- PROBLEM
Copy out every row below that contains the string "cloud", matching its case exactly.

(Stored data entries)
***
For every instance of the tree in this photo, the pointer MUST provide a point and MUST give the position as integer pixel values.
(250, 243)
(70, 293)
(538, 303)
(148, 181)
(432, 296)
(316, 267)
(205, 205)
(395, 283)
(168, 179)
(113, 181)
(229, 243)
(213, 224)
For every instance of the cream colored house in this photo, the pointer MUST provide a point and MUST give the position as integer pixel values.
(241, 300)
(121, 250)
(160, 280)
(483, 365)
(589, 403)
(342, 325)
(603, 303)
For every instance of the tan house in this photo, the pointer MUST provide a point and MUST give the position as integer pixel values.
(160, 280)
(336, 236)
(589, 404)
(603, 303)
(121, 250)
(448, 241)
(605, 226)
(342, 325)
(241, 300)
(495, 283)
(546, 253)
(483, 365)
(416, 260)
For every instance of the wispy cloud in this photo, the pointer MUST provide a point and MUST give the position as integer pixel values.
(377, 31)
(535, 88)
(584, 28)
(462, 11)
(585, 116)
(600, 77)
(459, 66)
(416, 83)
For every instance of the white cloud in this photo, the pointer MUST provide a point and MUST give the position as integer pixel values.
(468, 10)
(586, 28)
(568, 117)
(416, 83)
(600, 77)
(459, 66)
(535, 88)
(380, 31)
***
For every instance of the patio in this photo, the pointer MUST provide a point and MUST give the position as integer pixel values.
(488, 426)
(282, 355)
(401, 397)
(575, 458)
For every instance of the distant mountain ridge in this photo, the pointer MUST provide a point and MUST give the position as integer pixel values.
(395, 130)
***
- EXERCISE ANSWER
For every instance of the wispy cloud in this photo, the pointer MUST provide a point and MUST give the position as integer pixel values.
For every instance of the white cloud in this photo, the pointer MUST provide a point and MUST give the position as integer pixel values.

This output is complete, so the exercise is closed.